Tasks to carry out:
1 - Answer these from the worship passage:
(a) Where did the writer lead worship this year?
(b) In what month and year was the writer invited on the trip to Uganda?
(c) Whose work did the team travel to Uganda to see?
2 - Reproduce word for word the stretch of the worship passage from "How wonderful to" through "family of God.".

Provided text:

○ ○ ○

How wonderful to know that the Kingdom of God is not segregated into country or colour of skin, or age, or wealth but we, as the body come from all walks of life, from all around the world and we are united together as the family of God.
Whether 5,000 people across a site in England, or a few of us sat on a bus in Uganda, as we sing and join with one another’s song from around different parts of the world we reflect the Kingdom of God.
This year I had the privilege of leading worship in Studio 36 at Spring Harvest in Minehead. In the lead up to an event like Spring Harvest, I like to spend time seeking God and considering what songs are right for this moment. I take time to listen to the songs that are rising up from around the nation whilst thinking through the content and theme of the week, and over time my song list begins to come together.
Back in February 2023, I was invited to join a team of leaders and worship leaders on a trip to Uganda to see the work of Compassion. Being there for just a few precious days, the trip was jam-packed with seeing the different areas in which Compassion is working and meeting the people who are involved— both those who are serving and those receiving. It was a deeply moving experience, one which I’ll never forget.
As a white, western, middle aged, middle class girl who has a safe home, a loving family, clothes to wear, food on my table, a warm shower and basically anything I might need at my fingertips, it was eye opening to see the conditions in which my brothers and sisters live. Even things that we would regard as basic human rights are sometimes absent.

○ ○ ○

Material:
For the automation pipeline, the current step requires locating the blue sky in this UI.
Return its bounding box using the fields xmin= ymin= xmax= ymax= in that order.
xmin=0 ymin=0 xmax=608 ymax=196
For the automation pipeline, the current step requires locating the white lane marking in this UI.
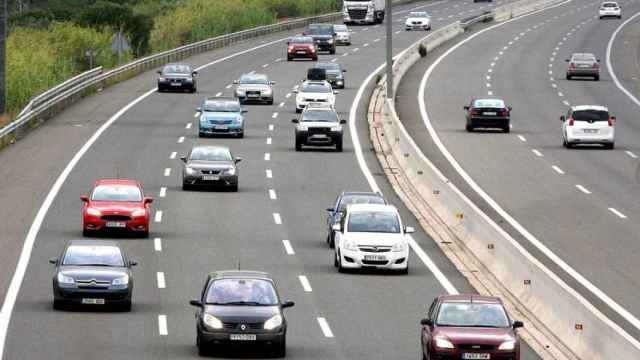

○ ○ ○

Per-task answers:
1 -
(a) In Studio 36 at Spring Harvest in Minehead.
(b) February 2023.
(c) Compassion's.

2 -
How wonderful to know that the Kingdom of God is not segregated into country or colour of skin, or age, or wealth but we, as the body come from all walks of life, from all around the world and we are united together as the family of God.